* [TEXTE À LIRE]
Les tensions autour des « Guignols » interviennent alors que « Le Grand journal », l’émission phare de la chaîne dont ils sont un des temps forts, fait l’objet d’intenses réflexions. Son maintien ne semble pas en cause mais les spéculations vont loin : une source interne s’inquiète de l’avenir de Renaud Le Van Kim, le réalisateur historique, dans le nouveau Canal+ de Bolloré. Mais sa société productrice, KM, a déjà resigné avec la chaîne pour la saison prochaine, tout comme Antoine de Caunes, qui présente l’émission.

L’érosion de l’audience du « Grand journal » est une réalité depuis deux saisons, sur fond de vieillissement du concept et de concurrence accrue des chaînes de la TNT, notamment de l’émission de Cyril Hanouna sur D8 (également propriété de Canal+). Cette saison, l’émission est passée sous la barre des 900 000 téléspectateurs. Une baisse qui n’a pas touché les « Guignols », dont la courbe d’audience reste stable et qui pèsent environ 30 % de l’audience de la tranche.

La semaine dernière, la chaîne a confirmé que les deux chroniqueurs politiques Natacha Polony et Jean-Michel Aphatie ne seraient pas présents sur le plateau la saison prochaine et que « Le Grand Journal » démarrerait plus tôt en absorbant « Le Before », l’émission qui le précède. Des noms de nouveaux arrivants possibles ont été évoqués, comme Laurence Ferrari et Maïtena Biraben, actuelle figure du « Supplément », une autre émission de Canal+. Selon nos informations, confirmant celles des Puremédias, cette dernière figure bien parmi les hypothèses de travail.

Canal+ ne peut plus ignorer Vivendi

Mais qui conduit ces réflexions ? La rumeur prête à Vincent Bolloré une activité intense en la matière. Certains affirment qu’il contacterait lui-même des membres d’équipes ou des présentateurs, ce que Le Monde n’a pu avérer. De son côté, le producteur du « Grand Journal », Renaud Le Van Kim, mène également une réflexion avec ses équipes.

* [CONSIGNE 1] Recopiez mot pour mot le passage du texte sur « Le Grand Journal » qui commence à « L’érosion de l’audience » et se termine à « de la tranche. ».

* [DONNÉES FOURNIES]
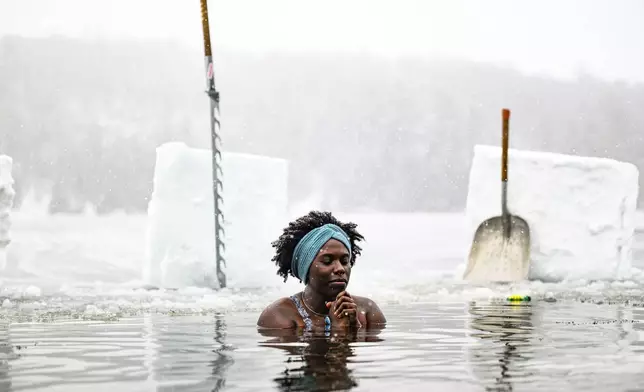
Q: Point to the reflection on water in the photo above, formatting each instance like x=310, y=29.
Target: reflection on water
x=505, y=333
x=316, y=362
x=433, y=346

* [CONSIGNE 2] Citez à l'identique toutes les lignes des entrées, sans y reprendre les images.

* [RÉPONSE ATTENDUE 1]
L’érosion de l’audience du « Grand journal » est une réalité depuis deux saisons, sur fond de vieillissement du concept et de concurrence accrue des chaînes de la TNT, notamment de l’émission de Cyril Hanouna sur D8 (également propriété de Canal+). Cette saison, l’émission est passée sous la barre des 900 000 téléspectateurs. Une baisse qui n’a pas touché les « Guignols », dont la courbe d’audience reste stable et qui pèsent environ 30 % de l’audience de la tranche.

* [RÉPONSE ATTENDUE 2]
Q: Point to the reflection on water in the photo above, formatting each instance like x=310, y=29.
Target: reflection on water
x=505, y=333
x=316, y=362
x=433, y=346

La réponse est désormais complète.